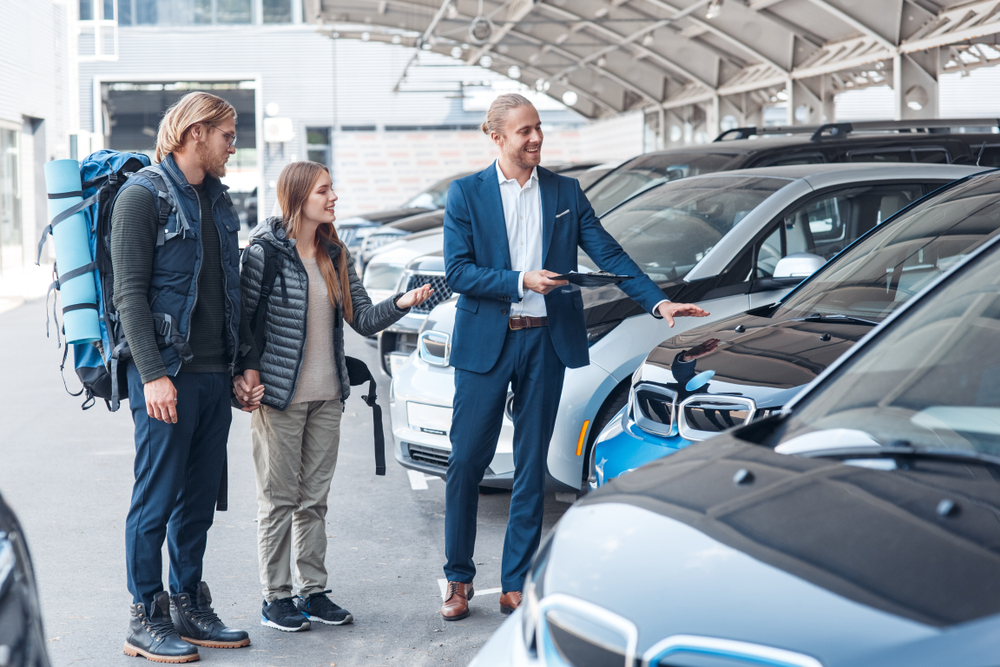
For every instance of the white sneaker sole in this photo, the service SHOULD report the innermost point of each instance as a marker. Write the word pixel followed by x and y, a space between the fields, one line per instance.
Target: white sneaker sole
pixel 349 619
pixel 272 624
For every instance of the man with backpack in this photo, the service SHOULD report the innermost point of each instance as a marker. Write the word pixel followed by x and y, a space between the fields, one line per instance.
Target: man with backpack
pixel 177 291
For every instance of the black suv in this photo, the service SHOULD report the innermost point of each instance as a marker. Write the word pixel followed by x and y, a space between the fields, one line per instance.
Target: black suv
pixel 945 141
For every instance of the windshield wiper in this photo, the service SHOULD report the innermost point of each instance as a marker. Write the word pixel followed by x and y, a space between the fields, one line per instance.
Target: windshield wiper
pixel 816 317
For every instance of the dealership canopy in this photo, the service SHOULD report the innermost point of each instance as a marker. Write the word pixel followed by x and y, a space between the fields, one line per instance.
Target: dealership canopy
pixel 698 59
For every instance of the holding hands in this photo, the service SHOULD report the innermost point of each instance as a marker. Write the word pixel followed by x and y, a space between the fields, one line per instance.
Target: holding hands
pixel 248 390
pixel 414 297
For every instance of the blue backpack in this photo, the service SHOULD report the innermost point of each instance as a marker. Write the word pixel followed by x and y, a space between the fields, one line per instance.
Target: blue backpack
pixel 100 366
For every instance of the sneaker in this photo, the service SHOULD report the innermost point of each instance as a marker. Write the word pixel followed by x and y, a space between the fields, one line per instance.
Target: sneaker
pixel 152 635
pixel 318 607
pixel 282 615
pixel 198 623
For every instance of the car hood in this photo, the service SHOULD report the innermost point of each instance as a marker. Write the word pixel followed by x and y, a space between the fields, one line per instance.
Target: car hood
pixel 847 564
pixel 751 355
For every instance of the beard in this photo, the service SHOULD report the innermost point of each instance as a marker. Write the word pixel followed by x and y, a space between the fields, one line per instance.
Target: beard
pixel 214 165
pixel 520 156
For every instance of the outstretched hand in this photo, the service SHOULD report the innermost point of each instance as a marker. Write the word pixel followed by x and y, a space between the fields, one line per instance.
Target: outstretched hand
pixel 669 310
pixel 414 297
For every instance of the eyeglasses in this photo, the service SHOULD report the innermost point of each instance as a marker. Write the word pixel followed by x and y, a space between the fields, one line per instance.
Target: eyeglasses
pixel 232 142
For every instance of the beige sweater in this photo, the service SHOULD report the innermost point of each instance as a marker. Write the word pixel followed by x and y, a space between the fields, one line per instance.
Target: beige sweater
pixel 318 377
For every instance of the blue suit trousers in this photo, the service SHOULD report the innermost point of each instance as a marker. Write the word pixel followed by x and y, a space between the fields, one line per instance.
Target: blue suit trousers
pixel 529 363
pixel 178 471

————————

# The task
Without changing a word, retype the data above and omit its pictures.

# Output of the task
For every instance of the white sneaker sole in this photo, the service SHOULD report the innermost point of each instance as a marker. Write the word pixel followed by x and y, a space between the fields, one line per instance.
Target: white sneaker sole
pixel 349 619
pixel 272 624
For every instance of the man with backpack in this photo, the service SHOULD report the innermost point of each instance as a marker. Write the word pixel followed by x and y, a space between the fields, one line per instance.
Target: man with backpack
pixel 177 291
For every instance of the black suv in this photo, the service SHOULD report the innermost point of each instance as a marker. Write the word pixel followed by x and y, a space between the fields, one line per instance.
Target: black suv
pixel 945 141
For every instance of the windshield wiper in this photo, the service SHOULD report the innermost point of each instance as a marker. Write the word pixel followed by x and y, a space between the fields, one line per instance.
Target: windshield wiper
pixel 816 317
For every instance of the dealership canopy in this photo, the service SHOULD report the innermost point of each instance as a marker. Write the word pixel followed by x and y, a space between the fields, one line per instance.
Target: dealership canopy
pixel 698 59
For every instance of the holding hands in this photo, the service SHOULD report the innermost point of each instance as a marker. Write the word pixel followed by x and y, a space between the fields, one line per instance.
Target: holding hands
pixel 248 390
pixel 414 297
For every instance of the blue backpack in this photo, the service SHOULD report the innermost point of each instance as a marker. Write the word pixel followed by x and y, a space between the fields, one line per instance.
Target: blue backpack
pixel 100 366
For every instance of the sneaker in this photo, the service SHOULD report the innermost point of each instance as a marker. Write the word pixel followed by x and y, a space between the fields, one line per instance.
Target: sneaker
pixel 152 635
pixel 318 607
pixel 282 615
pixel 198 623
For every instance of the car hood in this photo, the service SHOULD report the innermost point of each instance as a marker. Write the word pixel followed by x and y, a space between the fields, one line per instance.
Target: car hood
pixel 847 564
pixel 751 355
For every instance of the beard in this photo, the service SHOULD report the innermost point of each instance as a marker. Write the word pixel followed by x and y, a space between the fields, one line per instance.
Target: beard
pixel 214 165
pixel 520 156
For every instance of the outstretched hand in this photo, the service SHOULD report the innermost point of each instance as a marker. Write the word pixel followed by x and y, a space between the fields, one line per instance.
Target: outstretched hand
pixel 669 310
pixel 414 297
For every instance of the eyeglasses in this photo, the service SHOULD report the innermost point of each instance as a marker. Write the word pixel followed by x and y, a space between the fields, one line per instance.
Target: eyeglasses
pixel 232 142
For every instance of the beige sweater in this photo, the service SHOULD report the innermost point of each instance as a marker. Write the word pixel followed by x and y, a space between the fields, one line per instance.
Target: beige sweater
pixel 318 377
For every instance of the blue suit trousers in this photo, the service SHOULD report the innermost point of each instance as a marker. Write the word pixel followed by x and y, a space between the fields, one line per instance.
Target: blue suit trousers
pixel 529 363
pixel 178 471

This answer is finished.